## BEGIN Extracted data

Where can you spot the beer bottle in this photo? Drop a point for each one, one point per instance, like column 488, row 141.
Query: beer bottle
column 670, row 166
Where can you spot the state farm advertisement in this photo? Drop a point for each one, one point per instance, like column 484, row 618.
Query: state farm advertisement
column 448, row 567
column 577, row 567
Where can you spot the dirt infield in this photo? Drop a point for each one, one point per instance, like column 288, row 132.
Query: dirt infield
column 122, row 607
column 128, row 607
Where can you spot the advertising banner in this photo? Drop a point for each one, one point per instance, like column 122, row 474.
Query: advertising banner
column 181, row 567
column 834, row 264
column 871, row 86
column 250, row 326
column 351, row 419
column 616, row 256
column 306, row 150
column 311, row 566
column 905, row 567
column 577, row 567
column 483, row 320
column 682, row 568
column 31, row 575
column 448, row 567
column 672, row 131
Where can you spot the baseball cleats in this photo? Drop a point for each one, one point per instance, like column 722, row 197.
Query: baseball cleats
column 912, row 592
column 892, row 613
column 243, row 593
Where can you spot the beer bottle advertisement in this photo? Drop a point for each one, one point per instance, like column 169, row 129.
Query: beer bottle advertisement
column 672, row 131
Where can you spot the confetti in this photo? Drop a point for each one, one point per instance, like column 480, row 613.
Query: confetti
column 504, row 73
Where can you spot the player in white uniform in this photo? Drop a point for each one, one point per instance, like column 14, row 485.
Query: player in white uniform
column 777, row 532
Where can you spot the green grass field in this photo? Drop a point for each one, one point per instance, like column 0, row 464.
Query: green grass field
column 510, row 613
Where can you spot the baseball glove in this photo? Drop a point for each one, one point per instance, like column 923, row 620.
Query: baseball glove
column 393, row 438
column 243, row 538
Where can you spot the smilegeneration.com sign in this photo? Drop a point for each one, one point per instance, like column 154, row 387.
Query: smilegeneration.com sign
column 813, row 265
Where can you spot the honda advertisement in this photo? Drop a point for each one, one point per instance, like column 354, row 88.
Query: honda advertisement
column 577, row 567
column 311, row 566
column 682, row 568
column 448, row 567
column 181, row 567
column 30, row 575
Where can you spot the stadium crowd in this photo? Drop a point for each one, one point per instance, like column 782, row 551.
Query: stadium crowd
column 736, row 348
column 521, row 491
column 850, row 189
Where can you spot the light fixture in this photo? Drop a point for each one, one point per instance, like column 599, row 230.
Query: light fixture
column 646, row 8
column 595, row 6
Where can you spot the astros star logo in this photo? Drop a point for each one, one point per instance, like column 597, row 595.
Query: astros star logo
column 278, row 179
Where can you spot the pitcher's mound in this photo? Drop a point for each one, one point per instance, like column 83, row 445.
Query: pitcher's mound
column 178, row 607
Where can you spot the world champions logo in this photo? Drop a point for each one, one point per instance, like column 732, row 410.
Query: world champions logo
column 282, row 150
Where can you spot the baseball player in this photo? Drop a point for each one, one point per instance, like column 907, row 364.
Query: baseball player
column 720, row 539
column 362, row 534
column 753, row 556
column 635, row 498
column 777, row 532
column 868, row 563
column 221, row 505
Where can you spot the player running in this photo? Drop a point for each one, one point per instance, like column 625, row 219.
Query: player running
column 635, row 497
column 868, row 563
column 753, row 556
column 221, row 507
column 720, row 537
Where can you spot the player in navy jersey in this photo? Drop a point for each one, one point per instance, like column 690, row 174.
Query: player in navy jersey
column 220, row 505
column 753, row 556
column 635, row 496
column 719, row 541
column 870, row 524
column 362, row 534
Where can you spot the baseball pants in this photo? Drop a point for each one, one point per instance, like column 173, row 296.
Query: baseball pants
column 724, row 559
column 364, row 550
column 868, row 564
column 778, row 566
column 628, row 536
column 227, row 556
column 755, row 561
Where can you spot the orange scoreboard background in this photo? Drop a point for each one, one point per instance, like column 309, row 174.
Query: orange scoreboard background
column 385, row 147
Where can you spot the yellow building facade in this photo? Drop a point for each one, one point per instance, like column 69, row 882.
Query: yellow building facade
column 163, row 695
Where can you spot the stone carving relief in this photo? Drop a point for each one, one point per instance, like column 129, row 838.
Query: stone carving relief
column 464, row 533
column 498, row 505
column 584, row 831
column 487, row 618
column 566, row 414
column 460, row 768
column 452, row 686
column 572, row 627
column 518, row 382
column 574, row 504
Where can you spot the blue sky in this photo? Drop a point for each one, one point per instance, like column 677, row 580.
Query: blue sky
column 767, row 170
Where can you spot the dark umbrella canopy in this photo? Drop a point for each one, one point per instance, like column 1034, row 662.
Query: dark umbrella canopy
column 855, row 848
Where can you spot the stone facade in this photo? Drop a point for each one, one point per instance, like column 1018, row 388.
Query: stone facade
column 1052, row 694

## END Extracted data

--- Task description ---
Please rewrite the part of the entries above that opens with the line containing "Where can you spot the state" and closes with the line containing "column 243, row 593", including both of those lines, as a numbered list with blank lines left out.

--- Task result ---
1. Where can you spot the state farm advertisement in this photo? Drop a point for each one, one point per instance, like column 484, row 618.
2. Query: state farm advertisement
3. column 448, row 567
4. column 577, row 567
5. Where can you spot the dirt infield in this photo? Drop a point for each one, one point per instance, like column 288, row 132.
6. Query: dirt infield
7. column 122, row 607
8. column 128, row 607
9. Where can you spot the advertising banner in this photo? Drop a point for each one, one point per instance, like column 122, row 474.
10. Query: advertising banner
11. column 181, row 567
12. column 834, row 264
13. column 871, row 86
14. column 250, row 326
15. column 351, row 419
16. column 616, row 256
17. column 306, row 150
18. column 311, row 566
19. column 905, row 567
20. column 577, row 567
21. column 483, row 320
22. column 682, row 568
23. column 31, row 575
24. column 448, row 567
25. column 672, row 131
26. Where can you spot the baseball cleats in this photo? Drop a point for each one, one point per instance, like column 722, row 197.
27. Query: baseball cleats
28. column 912, row 592
29. column 892, row 613
30. column 243, row 593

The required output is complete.